**Image entries for named regions**
=-=-=

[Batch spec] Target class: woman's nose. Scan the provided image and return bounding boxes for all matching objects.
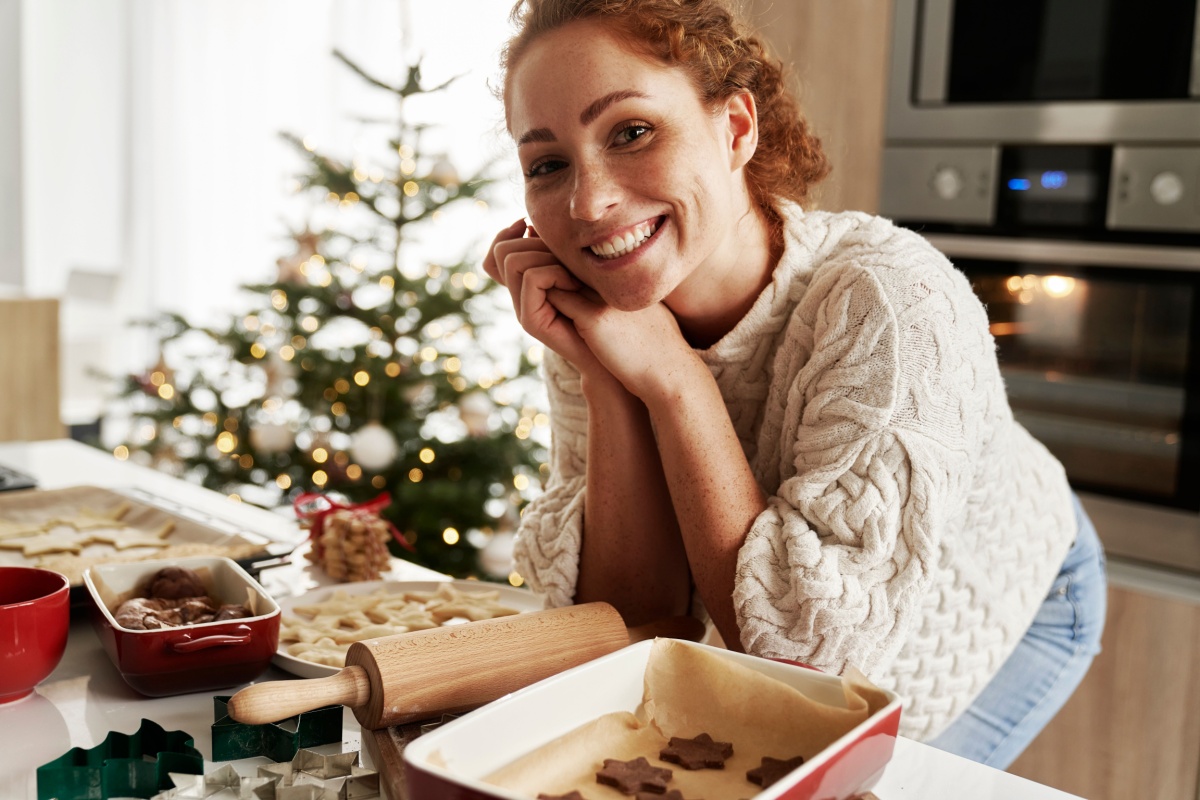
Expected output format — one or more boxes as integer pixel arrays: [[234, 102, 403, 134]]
[[571, 167, 619, 222]]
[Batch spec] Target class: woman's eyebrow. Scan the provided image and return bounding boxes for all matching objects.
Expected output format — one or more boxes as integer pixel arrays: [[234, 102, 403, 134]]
[[517, 89, 649, 148], [517, 128, 558, 148], [580, 89, 648, 125]]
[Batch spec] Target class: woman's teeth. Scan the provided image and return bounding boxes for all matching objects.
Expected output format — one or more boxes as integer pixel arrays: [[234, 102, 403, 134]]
[[590, 222, 659, 259]]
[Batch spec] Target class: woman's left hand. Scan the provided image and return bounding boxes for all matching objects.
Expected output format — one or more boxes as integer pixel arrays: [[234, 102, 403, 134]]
[[546, 289, 695, 401]]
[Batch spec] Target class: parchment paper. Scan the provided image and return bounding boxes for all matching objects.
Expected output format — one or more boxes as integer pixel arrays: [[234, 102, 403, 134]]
[[485, 639, 888, 800]]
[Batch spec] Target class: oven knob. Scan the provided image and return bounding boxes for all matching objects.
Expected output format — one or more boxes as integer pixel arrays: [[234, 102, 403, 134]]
[[1150, 173, 1183, 205], [930, 167, 962, 200]]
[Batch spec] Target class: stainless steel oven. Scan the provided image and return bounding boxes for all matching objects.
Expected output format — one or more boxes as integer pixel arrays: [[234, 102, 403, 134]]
[[881, 0, 1200, 573], [888, 0, 1200, 143]]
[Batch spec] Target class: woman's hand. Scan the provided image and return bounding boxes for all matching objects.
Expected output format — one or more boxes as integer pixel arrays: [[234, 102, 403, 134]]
[[484, 219, 602, 374], [546, 287, 707, 402]]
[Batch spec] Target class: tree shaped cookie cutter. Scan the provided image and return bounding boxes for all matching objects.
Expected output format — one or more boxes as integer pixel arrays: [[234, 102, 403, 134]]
[[37, 720, 204, 800], [212, 694, 342, 762]]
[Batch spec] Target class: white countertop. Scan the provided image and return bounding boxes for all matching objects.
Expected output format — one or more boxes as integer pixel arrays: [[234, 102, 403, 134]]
[[0, 440, 1074, 800]]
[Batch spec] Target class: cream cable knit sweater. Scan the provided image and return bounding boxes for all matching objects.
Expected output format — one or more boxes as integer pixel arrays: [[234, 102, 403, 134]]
[[516, 206, 1075, 740]]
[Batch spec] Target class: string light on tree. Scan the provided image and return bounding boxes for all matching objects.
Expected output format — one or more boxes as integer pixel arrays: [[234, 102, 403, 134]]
[[114, 48, 546, 579]]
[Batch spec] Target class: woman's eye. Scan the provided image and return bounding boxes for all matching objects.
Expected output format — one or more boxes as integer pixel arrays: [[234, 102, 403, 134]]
[[617, 124, 650, 144], [526, 158, 566, 178]]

=-=-=

**DIRECTIONS FOR THIS TASK**
Repeat all of the data above word for word, leaving out the picture.

**RESPONSE**
[Batch spec] Target class: woman's nose. Scan the provided image and return bounding boxes for all matching objects.
Expected output format — one or more boxes as integer pixel arrays: [[234, 102, 403, 134]]
[[571, 167, 619, 222]]
[Batch spec] Target class: woman's eyebrow. Scan the provided image and return bounding boxes for all matching objects.
Expected output format — one or more boxes as integer pixel arrays: [[234, 102, 403, 134]]
[[517, 89, 649, 148], [517, 128, 558, 148], [580, 89, 648, 125]]
[Batch spec] Target class: woman's teeth. Scan the provided image and return bounding boxes for all matching objects.
Expected output format — one or more boxes as integer pixel arrays: [[234, 102, 403, 134]]
[[590, 222, 659, 259]]
[Batch spec] Target class: woman's left hand. Scan the provided image and return bounding boxes for all matching objects.
Expected output format — one or more boxes as integer pixel arrays: [[234, 102, 403, 134]]
[[546, 289, 695, 401]]
[Batch spec] Target class: parchment paper. Scan the provided image and return bounding boxes for all matching objects.
Expected output format — one or more boxes as integer pixel arrays: [[234, 102, 403, 134]]
[[485, 639, 888, 800]]
[Batch spec] Target class: oven knob. Scan the provided image and return bounding boxes for all matching objects.
Expected output format — one or more boxes as integer pixel arrays: [[234, 102, 403, 134]]
[[1150, 173, 1183, 205], [930, 167, 962, 200]]
[Batch spec] Target class: stainless steel oven. Scan the provided image and return bounding boxes for all matching objects.
Expected output format — one or more boxes as integer pixel arrays: [[234, 102, 403, 134]]
[[881, 0, 1200, 573], [888, 0, 1200, 143]]
[Batch spec] Target class: woman's hand. Scan the provided image and return bounding boxes for all matching objects.
Expected output format — one or more boxes as integer pixel arrays: [[234, 102, 403, 134]]
[[484, 219, 602, 374], [546, 287, 707, 402]]
[Batch spec] Target class: tree shaped cookie cutter. Scan the provided image and return bounding boxes for all matching objects.
Expected output format — one or more boxes as integer pixel arrays: [[234, 102, 403, 134]]
[[37, 720, 204, 800], [212, 694, 342, 762]]
[Batch spec] Target class: white countertop. Scan the provided image and return bounding boxes for all matching objects.
Expected output format — one or more boxes as integer pixel arrays: [[234, 102, 403, 134]]
[[0, 440, 1074, 800]]
[Batch spec] Target class: cream cable knit sweater. Scan the provided image and return bounding boxes for all matching objects.
Expected output format — one or more boxes as integer pixel arrays: [[234, 102, 403, 134]]
[[516, 206, 1075, 740]]
[Batch spec] Target class: string light on tree. Scan the provided image and return bounding boxes for all matching objects.
Expected output format — one or more boxes as integer pixel arrays: [[234, 102, 403, 134]]
[[114, 48, 546, 579]]
[Batch spec] Target class: woman's eye. Scan the provided image and return bounding boxes for all matching objects.
Expected output format — one or more boxes as integer pixel arrays: [[234, 102, 403, 134]]
[[617, 124, 650, 144], [526, 158, 566, 178]]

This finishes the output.